It was a mistake not to insist on re-education of the Egyptian population as part of the Camp David accords. And when negotiators woke up to that fact with the 'road map' in 2003, the 'Palestinians' ignored the responsibility, and continued to allow and encourage their media to incite against the Jews.
Unless and until there is a fundamental change in the way in which Muslim Arabs (and Persians) think, there is no place for 'peace negotiations' here. Israel should announce that kowtowing to the West at the expense of risking our lives is over. If that means withdrawing from the UN, so be it.
Dore Gold worries about the message that President Obama - or more specifically, his press secretary, Robert Gibbs - sent to Egyptian President Mubarak on Sunday.
But it was White House Press Secretary Robert Gibbs who went beyond Obama by issuing what sounded like an implicit threat to Egypt. At a press briefing, Gibbs stated that the Egyptian government had to address the “legitimate grievances” of the Egyptian people “immediately.” A journalist in the press briefing room then popped the question to Gibbs: “You say that these legitimate grievances have to be addressed. I’m wondering. Or what?” Gibbs came back: “We will be reviewing our assistance posture based on events that take place in the coming days.” In other words, precisely when the Egyptian government had its back to the wall with the worst protests in recent Egyptian history, the White House press secretary threatened the embattled Mubarak with a cut in U.S. foreign aid. Israel’s largest newspaper, Yisrael Hayom, reported these events with a headline: “Obama Against Mubarak.”

Material —
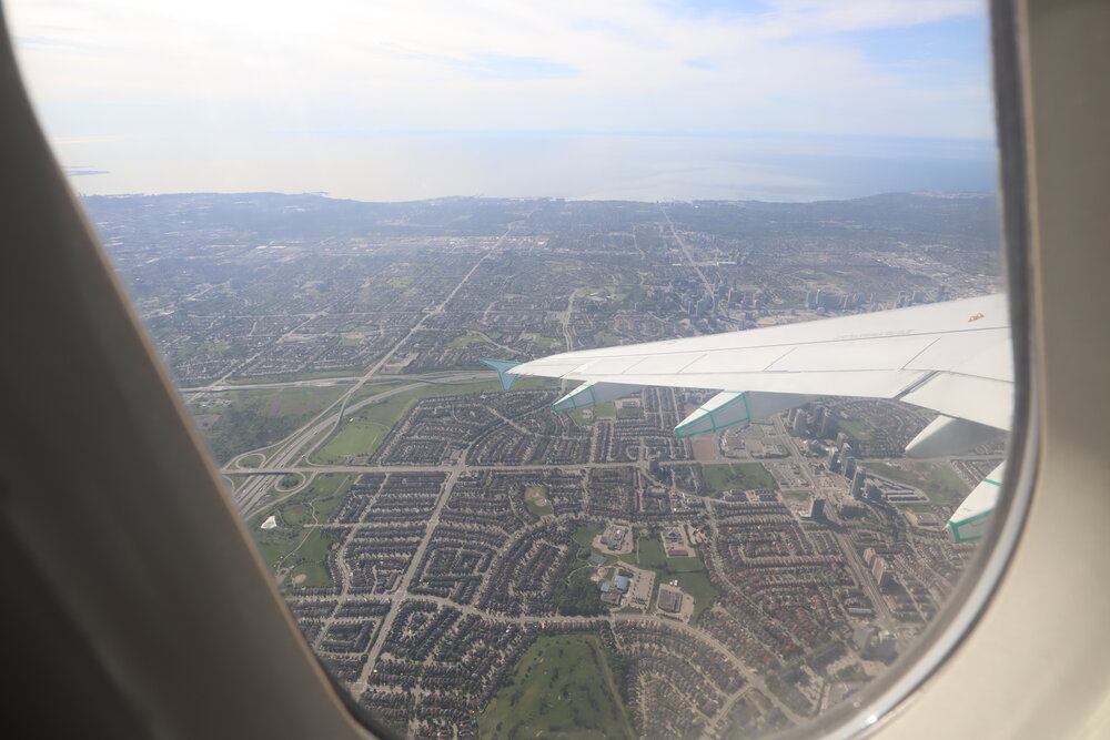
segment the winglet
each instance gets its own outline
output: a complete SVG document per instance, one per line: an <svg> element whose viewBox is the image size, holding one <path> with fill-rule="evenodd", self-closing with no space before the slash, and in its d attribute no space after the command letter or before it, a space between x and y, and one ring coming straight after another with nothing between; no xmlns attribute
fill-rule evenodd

Goal —
In the text about the White House and Mubarak, what headline did Yisrael Hayom use to report these events?

Task result —
"Obama Against Mubarak."